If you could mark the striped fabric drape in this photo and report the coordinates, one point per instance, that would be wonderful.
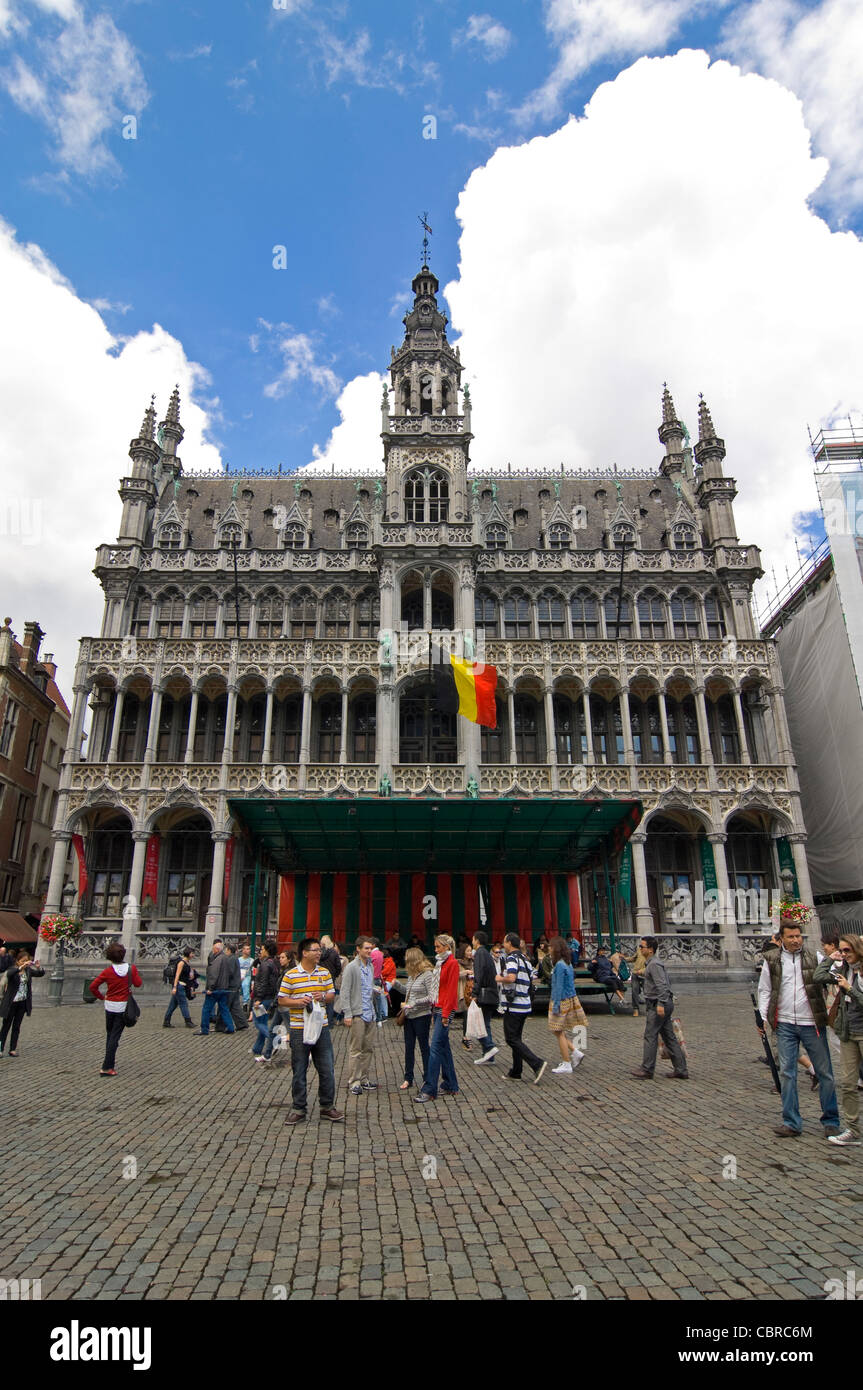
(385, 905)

......

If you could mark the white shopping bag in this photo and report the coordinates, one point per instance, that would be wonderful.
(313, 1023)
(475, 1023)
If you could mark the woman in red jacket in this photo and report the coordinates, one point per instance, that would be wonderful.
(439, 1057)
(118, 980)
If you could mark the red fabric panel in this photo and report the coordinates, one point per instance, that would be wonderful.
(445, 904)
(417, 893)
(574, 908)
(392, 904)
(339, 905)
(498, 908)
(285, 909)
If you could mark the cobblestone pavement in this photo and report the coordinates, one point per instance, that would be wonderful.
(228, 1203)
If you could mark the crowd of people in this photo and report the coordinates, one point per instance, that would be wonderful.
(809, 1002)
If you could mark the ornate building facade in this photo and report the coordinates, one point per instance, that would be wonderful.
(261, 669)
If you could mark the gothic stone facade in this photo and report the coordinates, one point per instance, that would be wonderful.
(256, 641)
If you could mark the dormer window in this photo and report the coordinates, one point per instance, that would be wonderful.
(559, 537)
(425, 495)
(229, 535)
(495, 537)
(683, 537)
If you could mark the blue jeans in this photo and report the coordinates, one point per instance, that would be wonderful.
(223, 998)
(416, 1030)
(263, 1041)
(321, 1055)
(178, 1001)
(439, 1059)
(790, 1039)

......

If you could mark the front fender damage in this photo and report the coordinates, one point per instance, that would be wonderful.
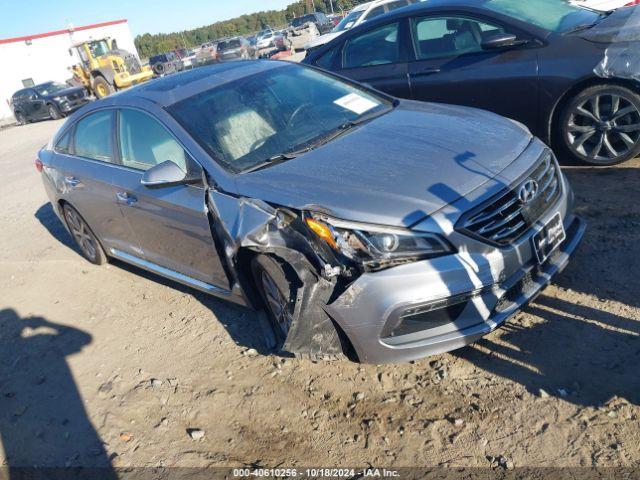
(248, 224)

......

Repeat the records word for word, starting at the line containing "If you could mark the crowd" and ending after the line containing "(790, 1039)".

If you could mark the crowd of people in this photo and report the coordinates, one point per instance, that would be wonderful.
(809, 1002)
If you could mark the ornate building facade in this photo and report the coordinates, one point per instance, that would be wonderful.
(261, 669)
If you could mark the gothic stone facade in this photo and report the coordinates, one point per instance, that would be wonderful.
(256, 641)
If you could mark the dormer window in this photo and report the coordinates, one point per instance, that would be wonderful.
(559, 537)
(425, 495)
(229, 535)
(495, 537)
(683, 537)
If you could mark the blue jeans in this photo and report the coordinates, one point per instance, that would be wonderful.
(223, 998)
(416, 1030)
(263, 1041)
(321, 1055)
(178, 1001)
(439, 1059)
(790, 1039)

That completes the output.